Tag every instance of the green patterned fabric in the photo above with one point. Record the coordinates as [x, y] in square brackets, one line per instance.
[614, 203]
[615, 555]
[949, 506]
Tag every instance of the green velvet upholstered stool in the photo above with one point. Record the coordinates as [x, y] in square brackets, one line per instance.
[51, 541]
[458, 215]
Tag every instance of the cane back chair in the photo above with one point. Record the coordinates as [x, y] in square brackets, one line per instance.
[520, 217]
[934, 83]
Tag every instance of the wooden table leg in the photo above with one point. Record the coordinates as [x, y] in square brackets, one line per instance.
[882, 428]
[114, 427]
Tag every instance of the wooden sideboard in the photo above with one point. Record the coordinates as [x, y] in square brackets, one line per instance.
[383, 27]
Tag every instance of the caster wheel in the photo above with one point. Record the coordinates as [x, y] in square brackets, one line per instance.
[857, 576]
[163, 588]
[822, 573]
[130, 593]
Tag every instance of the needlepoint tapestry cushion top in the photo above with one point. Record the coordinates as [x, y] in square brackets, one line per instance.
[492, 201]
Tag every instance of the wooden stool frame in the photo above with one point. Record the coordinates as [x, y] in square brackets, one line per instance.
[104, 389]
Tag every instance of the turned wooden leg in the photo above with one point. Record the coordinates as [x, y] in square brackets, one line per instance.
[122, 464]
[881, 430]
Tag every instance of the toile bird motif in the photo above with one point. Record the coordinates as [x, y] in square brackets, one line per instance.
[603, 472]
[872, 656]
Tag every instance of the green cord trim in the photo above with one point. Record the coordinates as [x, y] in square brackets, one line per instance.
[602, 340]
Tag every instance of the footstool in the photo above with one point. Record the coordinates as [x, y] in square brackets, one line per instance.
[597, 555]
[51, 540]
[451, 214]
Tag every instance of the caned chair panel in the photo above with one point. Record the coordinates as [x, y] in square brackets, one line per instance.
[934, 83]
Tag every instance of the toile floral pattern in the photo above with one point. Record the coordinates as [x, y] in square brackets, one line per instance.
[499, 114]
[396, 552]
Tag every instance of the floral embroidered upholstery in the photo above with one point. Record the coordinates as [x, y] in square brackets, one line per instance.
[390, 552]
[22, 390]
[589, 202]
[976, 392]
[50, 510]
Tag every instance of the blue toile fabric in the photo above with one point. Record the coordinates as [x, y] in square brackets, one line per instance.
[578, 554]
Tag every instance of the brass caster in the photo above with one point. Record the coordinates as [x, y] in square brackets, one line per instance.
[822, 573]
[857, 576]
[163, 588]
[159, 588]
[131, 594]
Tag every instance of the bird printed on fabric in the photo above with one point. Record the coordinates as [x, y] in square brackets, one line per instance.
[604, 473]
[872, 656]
+ + + + + + +
WHAT THIS TASK INVOLVES: Extract every record and return it verbatim.

EXERCISE OUTPUT:
Tag every instance of the green patterned fabric in the photo above with one point. Record the coordinates as [x, y] in square brackets, one line per instance.
[614, 203]
[615, 555]
[949, 506]
Tag every instance of the green velvet upholstered stool in the photo above with one point. Record the coordinates as [x, y] in square brackets, one line per instance.
[51, 541]
[458, 215]
Tag every instance of the cane back chair in the photo above with one point. Record the coordinates as [x, y] in square brackets, one line per instance.
[520, 217]
[934, 83]
Tag every instance of the wooden table leg in the photo above with one point. Record the coordinates as [x, y] in square brackets, one line per instance.
[882, 428]
[114, 427]
Tag every instance of the wooden sideboard in the photo above with one point. Record the coordinates as [x, y] in square brackets, one line per instance.
[383, 27]
Tag every instance of the caster wheel in the photo above with one point. Record the coordinates as [x, y] in square brackets, one line per instance.
[857, 576]
[163, 588]
[822, 573]
[130, 593]
Tag every instance of the needlepoint tapestry cushion top in the photo above with one point. Record the coordinates as [x, y] in square brackets, one line per instance.
[492, 201]
Tag every instance of the wooden stool frame in the photo above with one point. Record the coordinates as [x, y] in square brackets, one line per instance.
[104, 389]
Tag every instance of the turned wooden leg in the photo above with one point. Record the coordinates as [x, y] in square brackets, one line per instance.
[122, 464]
[881, 430]
Tag every instance of the toile bird motif in the photo above with one point. Record the coordinates as [x, y] in square brackets, one line per instance.
[603, 472]
[872, 656]
Tag every instance of the green cord trim in the photo above with one point. Record the coordinates as [x, y] in square brackets, one line per instance.
[602, 340]
Tag every instance of the footstool in the photo above with one point. Record the coordinates as [x, y] in square brackets, one line per instance.
[597, 555]
[51, 540]
[451, 214]
Tag every instance of the caned chair panel in the photo above with one point. Record the coordinates as [x, y] in square brackets, one line per instance.
[934, 83]
Tag every instance of the toile floral pattern in the photo above with one point. Record the coordinates as [x, y] in square brackets, one line per instance.
[499, 114]
[396, 552]
Tag every instance of the floral embroidered upholstery in the photo above with one point. Record the coordinates as [x, y] in square brackets, one line per instance.
[390, 552]
[22, 390]
[589, 202]
[976, 392]
[50, 510]
Tag every instance of the blue toile fabric in the photo above with one point. Record the coordinates as [x, y] in square brackets, one line per instance.
[578, 554]
Tag every instance of the brass caster in the photo above with one point. Record the coordinates as [x, y] in square brackets, one line per instance.
[822, 573]
[857, 576]
[163, 588]
[159, 588]
[131, 594]
Tag every instance of the bird printed on fabric in the photo above with one point. Record the coordinates as [x, y] in square brackets, one line per instance.
[604, 473]
[872, 656]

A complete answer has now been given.